Problem description:
Copy every item below line for line, changing nothing.

Part of a data file
========================================================================

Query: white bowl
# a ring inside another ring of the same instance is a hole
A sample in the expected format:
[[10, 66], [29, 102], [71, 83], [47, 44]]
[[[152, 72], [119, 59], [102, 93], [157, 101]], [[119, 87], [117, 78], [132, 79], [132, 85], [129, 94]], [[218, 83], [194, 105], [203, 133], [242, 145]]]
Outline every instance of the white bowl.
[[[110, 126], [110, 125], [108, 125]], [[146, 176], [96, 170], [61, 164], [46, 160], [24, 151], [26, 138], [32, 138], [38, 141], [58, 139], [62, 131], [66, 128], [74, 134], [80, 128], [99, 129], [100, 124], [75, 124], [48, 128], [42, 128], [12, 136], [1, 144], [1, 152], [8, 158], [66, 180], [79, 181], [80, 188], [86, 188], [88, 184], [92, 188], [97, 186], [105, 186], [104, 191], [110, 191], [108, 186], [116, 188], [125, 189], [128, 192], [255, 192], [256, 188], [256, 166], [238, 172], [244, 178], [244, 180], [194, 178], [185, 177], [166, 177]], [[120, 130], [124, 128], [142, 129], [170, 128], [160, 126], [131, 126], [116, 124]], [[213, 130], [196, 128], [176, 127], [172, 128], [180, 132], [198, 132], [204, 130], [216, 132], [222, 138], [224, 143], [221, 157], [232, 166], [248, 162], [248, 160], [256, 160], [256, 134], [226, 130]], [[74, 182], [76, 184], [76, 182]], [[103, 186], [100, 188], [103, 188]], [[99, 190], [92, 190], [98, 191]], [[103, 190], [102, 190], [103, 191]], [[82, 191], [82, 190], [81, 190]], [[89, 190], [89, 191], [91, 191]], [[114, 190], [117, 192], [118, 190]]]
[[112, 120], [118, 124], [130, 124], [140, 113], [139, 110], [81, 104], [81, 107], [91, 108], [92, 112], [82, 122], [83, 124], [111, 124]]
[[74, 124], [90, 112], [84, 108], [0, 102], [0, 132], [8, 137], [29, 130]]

========================================================================

Finished task:
Query: white bowl
# a ring inside another ring of the same instance is a hole
A sample in the expected format:
[[10, 66], [29, 102], [71, 83], [47, 44]]
[[[152, 72], [119, 59], [102, 93], [157, 101]], [[119, 87], [117, 78], [132, 79], [132, 85], [129, 94]], [[218, 83], [194, 105], [203, 133], [242, 145]]]
Outline every instance of the white bowl.
[[[110, 126], [110, 125], [108, 125]], [[146, 176], [96, 170], [61, 164], [46, 160], [24, 151], [26, 138], [32, 138], [38, 141], [58, 139], [62, 131], [66, 128], [74, 134], [80, 128], [99, 129], [100, 124], [75, 124], [48, 128], [42, 128], [12, 136], [1, 144], [1, 152], [8, 158], [66, 180], [79, 181], [80, 188], [86, 188], [88, 184], [92, 188], [97, 186], [105, 186], [104, 191], [110, 191], [108, 186], [116, 188], [125, 189], [128, 192], [255, 192], [256, 188], [256, 166], [238, 172], [244, 178], [244, 180], [194, 178], [185, 177], [166, 177]], [[120, 130], [124, 128], [142, 129], [170, 128], [160, 126], [131, 126], [116, 124]], [[213, 130], [196, 128], [176, 127], [172, 128], [180, 132], [198, 132], [204, 130], [216, 132], [222, 138], [224, 143], [221, 157], [232, 166], [248, 162], [248, 160], [256, 160], [256, 134], [226, 130]], [[74, 182], [76, 184], [76, 182]], [[103, 186], [100, 188], [103, 188]], [[99, 190], [92, 190], [98, 191]], [[103, 190], [102, 190], [103, 191]], [[82, 191], [82, 190], [81, 190]], [[89, 190], [89, 191], [91, 191]], [[114, 190], [117, 192], [118, 190]]]
[[112, 120], [118, 124], [130, 124], [140, 113], [139, 110], [81, 104], [81, 107], [91, 108], [92, 112], [82, 122], [83, 124], [111, 124]]
[[74, 124], [90, 112], [84, 108], [0, 102], [0, 132], [8, 137], [29, 130]]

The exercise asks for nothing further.